◆ PROMPT ◆
Copy out, word for word, the lines from the start of the records through the line that contains "box: [43, 12, 521, 158]", including both ends. Leave the pictures out of your answer.

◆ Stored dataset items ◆
++++++++

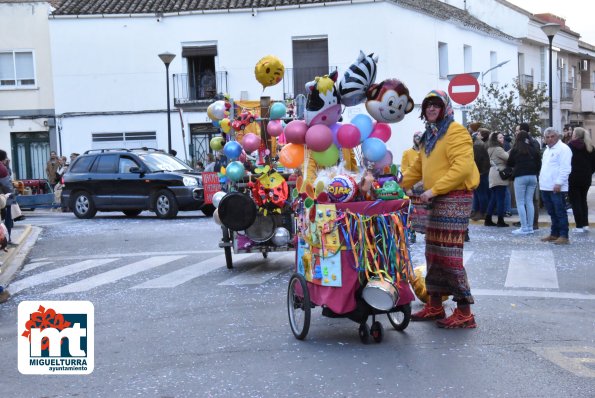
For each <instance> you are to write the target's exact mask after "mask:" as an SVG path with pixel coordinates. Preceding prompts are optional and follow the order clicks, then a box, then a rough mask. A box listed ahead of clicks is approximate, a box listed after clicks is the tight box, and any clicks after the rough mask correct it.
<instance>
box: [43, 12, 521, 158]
mask: <svg viewBox="0 0 595 398" xmlns="http://www.w3.org/2000/svg"><path fill="white" fill-rule="evenodd" d="M173 3H174V2H172V4H173ZM217 3H218V2H195V3H193V2H184V4H198V6H196V7H194V8H192V7H189V8H184V5H180V6H179V8H172V9H163V8H161V6H155V5H154V4H157V3H155V2H152V1H148V0H135V1H128V2H117V3H116V2H104V1H98V0H80V1H74V0H71V1H68V2H64V3H63V5H62V6H61V7H60V6H59V7H58V8H57V9H56V11H55V12H54V13H53V14H52V15H51V16H50V18H51V19H50V30H51V50H52V60H53V65H52V67H53V76H54V85H55V100H56V118H57V125H58V134H57V135H58V137H59V138H60V140H61V143H62V147H61V151H62V152H63V153H69V152H73V151H75V152H82V151H84V150H87V149H91V148H94V147H106V146H128V147H130V146H140V145H147V146H155V147H159V148H167V139H168V138H167V119H166V111H165V109H166V87H165V81H164V80H165V77H166V76H165V67H164V64H163V63H162V62H161V60H160V59H159V58H158V54H159V53H162V52H164V51H169V52H171V53H174V54H175V55H176V58H175V59H174V60H173V62H172V63H171V66H170V68H169V72H170V74H171V75H175V78H174V77H172V76H170V79H171V80H170V82H171V84H170V86H172V88H173V89H172V95H171V97H172V100H171V108H172V115H171V125H172V127H171V131H172V142H173V145H172V147H173V148H174V149H175V150H177V152H178V156H179V157H183V155H182V154H183V153H184V152H183V150H184V143H183V141H182V133H181V125H180V117H179V116H178V114H177V113H176V111H175V107H174V104H175V105H179V106H180V107H182V108H183V109H184V114H183V118H184V123H185V125H186V128H187V133H189V132H190V131H192V132H193V137H192V142H193V143H194V151H195V156H196V157H197V158H201V157H202V155H204V151H206V150H207V149H206V148H207V146H206V143H207V142H208V139H209V137H210V136H212V135H214V134H216V129H215V128H214V127H213V126H212V124H211V123H210V120H209V119H208V118H207V115H206V105H207V104H208V103H210V102H212V98H210V97H212V95H213V94H214V93H215V92H214V91H213V92H212V93H210V94H209V93H205V92H203V91H201V90H198V88H201V87H200V83H199V79H200V78H201V77H202V75H204V73H205V72H204V71H205V70H213V69H214V71H215V72H216V79H217V90H216V92H227V93H229V94H230V95H231V97H232V98H234V99H250V100H258V99H259V97H260V96H262V95H266V96H270V97H271V99H272V100H282V99H283V98H284V96H287V95H296V94H298V92H299V91H300V90H302V87H303V83H304V82H305V81H306V80H311V79H312V78H313V77H314V76H315V75H316V74H318V75H320V74H322V73H326V72H328V70H329V69H334V68H335V67H336V68H337V69H338V70H339V73H340V75H342V73H343V72H344V71H345V70H346V69H347V68H348V67H349V65H350V64H351V63H353V62H354V61H355V59H356V58H357V55H358V53H359V50H360V49H361V50H363V51H364V52H366V53H370V52H374V53H375V54H377V55H378V56H379V58H380V60H379V63H378V76H377V81H381V80H384V79H386V78H398V79H400V80H402V81H403V82H405V84H407V86H408V87H409V90H410V92H411V96H412V97H413V99H414V100H415V102H416V104H418V105H419V103H420V102H421V100H422V99H423V97H424V95H425V94H426V93H427V92H429V91H430V90H432V89H435V88H439V89H443V90H445V91H446V90H447V87H448V79H447V75H449V74H458V73H462V72H480V73H481V72H483V71H486V70H488V69H490V68H492V67H494V66H497V65H498V64H500V63H501V62H502V61H506V60H510V62H509V63H507V64H505V65H503V66H502V67H499V68H496V69H494V70H493V71H492V72H490V73H489V75H486V76H485V79H486V81H485V82H486V83H488V82H493V81H494V82H511V81H512V79H513V78H515V77H516V76H517V74H518V68H517V53H518V41H517V40H515V39H514V38H513V35H510V34H505V33H503V32H502V30H499V29H496V28H493V27H491V26H489V25H487V24H486V23H484V22H482V21H480V20H479V19H477V18H475V17H473V16H472V15H471V14H470V13H468V12H467V11H465V10H463V9H461V8H457V7H454V6H451V5H448V4H445V3H443V2H440V1H438V0H417V1H413V0H395V1H374V2H372V1H365V0H364V1H353V2H343V1H309V2H308V3H307V4H300V3H303V2H298V1H283V2H280V3H282V4H283V5H282V6H276V7H267V8H259V7H256V5H258V4H262V2H256V1H254V2H243V3H242V4H244V6H243V7H244V8H234V9H228V8H218V7H220V6H219V5H217ZM250 3H253V4H254V5H255V6H254V7H251V6H249V5H246V4H250ZM159 4H161V3H159ZM175 4H180V2H175ZM202 4H209V6H210V8H209V9H204V8H200V5H202ZM213 4H216V5H213ZM477 4H480V2H478V3H477ZM172 7H173V5H172ZM521 20H522V19H521ZM515 23H516V22H514V21H511V22H510V24H511V25H515ZM268 54H274V55H276V56H277V57H279V58H280V59H281V60H283V62H284V64H285V67H286V68H287V70H286V78H285V79H284V81H283V82H282V83H279V84H278V85H276V86H273V87H269V88H267V89H265V90H264V92H263V89H262V86H260V84H259V83H258V82H257V81H256V79H255V77H254V65H255V64H256V62H257V61H258V60H259V59H260V58H262V57H263V56H265V55H268ZM308 68H309V69H308ZM308 71H311V73H310V74H308V73H307V72H308ZM292 79H293V81H292ZM488 79H489V80H488ZM189 82H190V83H189ZM192 82H195V83H196V85H193V83H192ZM364 112H365V107H364V106H363V105H361V106H358V107H352V108H347V109H346V110H345V112H344V121H349V120H350V119H351V118H352V117H353V116H354V115H355V114H358V113H364ZM418 116H419V107H418V106H416V109H415V110H414V111H413V112H412V113H410V114H409V115H407V116H406V118H405V120H404V121H402V122H400V123H398V124H394V125H392V128H393V135H392V139H391V140H390V142H389V149H391V150H392V151H393V153H394V154H395V162H397V163H398V162H399V160H400V154H401V152H402V151H403V150H404V149H406V148H408V147H409V146H410V145H411V137H412V133H413V132H414V131H416V130H421V129H422V128H423V126H422V123H421V121H420V120H419V117H418ZM456 118H457V119H458V120H459V121H462V115H461V112H460V109H458V108H457V112H456ZM189 142H190V141H189V137H188V134H187V136H186V146H188V144H189ZM181 155H182V156H181Z"/></svg>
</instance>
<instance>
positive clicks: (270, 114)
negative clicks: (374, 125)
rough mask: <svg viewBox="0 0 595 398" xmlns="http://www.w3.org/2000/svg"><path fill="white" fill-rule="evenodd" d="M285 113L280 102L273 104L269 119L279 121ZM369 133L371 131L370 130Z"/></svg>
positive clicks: (269, 116) (283, 107)
mask: <svg viewBox="0 0 595 398" xmlns="http://www.w3.org/2000/svg"><path fill="white" fill-rule="evenodd" d="M286 113H287V108H285V104H284V103H282V102H275V103H274V104H273V105H272V106H271V112H270V114H269V117H270V118H271V119H273V120H275V119H281V118H282V117H283V116H285V114H286ZM370 131H371V130H370Z"/></svg>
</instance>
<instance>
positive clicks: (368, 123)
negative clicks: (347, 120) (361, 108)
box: [351, 113, 374, 142]
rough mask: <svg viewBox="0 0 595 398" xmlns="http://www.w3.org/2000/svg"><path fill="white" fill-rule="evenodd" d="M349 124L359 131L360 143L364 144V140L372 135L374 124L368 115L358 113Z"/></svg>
mask: <svg viewBox="0 0 595 398" xmlns="http://www.w3.org/2000/svg"><path fill="white" fill-rule="evenodd" d="M351 124H353V125H354V126H355V127H357V128H358V129H359V132H360V134H361V138H360V139H361V141H360V142H364V140H365V139H366V138H368V137H369V136H370V134H371V133H372V128H373V127H374V122H372V118H371V117H370V116H368V115H364V114H362V113H360V114H359V115H355V116H354V117H353V119H351Z"/></svg>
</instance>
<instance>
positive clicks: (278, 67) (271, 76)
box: [254, 55, 285, 89]
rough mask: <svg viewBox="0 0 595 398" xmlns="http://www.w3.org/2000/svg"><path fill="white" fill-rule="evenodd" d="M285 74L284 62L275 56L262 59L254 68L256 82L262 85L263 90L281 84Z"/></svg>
mask: <svg viewBox="0 0 595 398" xmlns="http://www.w3.org/2000/svg"><path fill="white" fill-rule="evenodd" d="M284 74H285V66H283V62H281V60H280V59H279V58H277V57H275V56H274V55H267V56H266V57H263V58H261V59H260V61H258V62H257V63H256V66H255V67H254V75H255V76H256V80H258V82H259V83H260V84H262V88H263V89H264V88H266V87H269V86H274V85H275V84H277V83H279V82H280V81H281V79H283V75H284Z"/></svg>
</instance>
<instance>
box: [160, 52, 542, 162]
mask: <svg viewBox="0 0 595 398" xmlns="http://www.w3.org/2000/svg"><path fill="white" fill-rule="evenodd" d="M550 48H551V46H550ZM550 66H551V65H550ZM550 72H551V70H550ZM165 83H166V84H165V85H166V87H167V151H168V153H171V119H170V115H169V113H170V111H169V64H165Z"/></svg>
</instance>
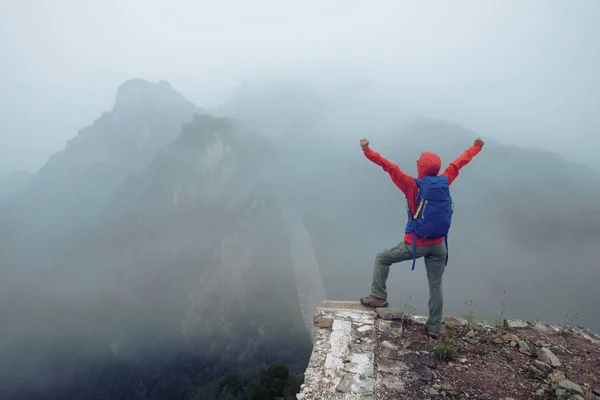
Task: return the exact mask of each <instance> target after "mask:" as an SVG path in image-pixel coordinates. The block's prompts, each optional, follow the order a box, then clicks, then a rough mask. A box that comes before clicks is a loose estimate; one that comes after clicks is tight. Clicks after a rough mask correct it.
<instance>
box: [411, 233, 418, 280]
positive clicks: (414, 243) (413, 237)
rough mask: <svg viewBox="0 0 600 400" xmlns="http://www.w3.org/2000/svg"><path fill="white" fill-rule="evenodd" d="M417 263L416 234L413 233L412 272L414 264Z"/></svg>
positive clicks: (416, 238)
mask: <svg viewBox="0 0 600 400" xmlns="http://www.w3.org/2000/svg"><path fill="white" fill-rule="evenodd" d="M416 263H417V234H416V233H414V232H413V267H412V269H411V270H412V271H414V270H415V264H416Z"/></svg>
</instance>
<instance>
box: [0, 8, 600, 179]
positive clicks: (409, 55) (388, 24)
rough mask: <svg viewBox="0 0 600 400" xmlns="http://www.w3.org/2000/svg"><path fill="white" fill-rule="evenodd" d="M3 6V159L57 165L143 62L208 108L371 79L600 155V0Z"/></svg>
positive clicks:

++++++++

◆ EXERCISE OUTPUT ◆
For each <instance> you are to write the target's exact mask after "mask:" as an SVG path with pixel coordinates. Preceding prompts are optional and follow the order clicks, then a box, then a rough mask. A box listed ahead of clicks is approximate, a box listed after clicks is the tight box, and any clicks after the rough mask correct it.
<instance>
box: [43, 12, 521, 158]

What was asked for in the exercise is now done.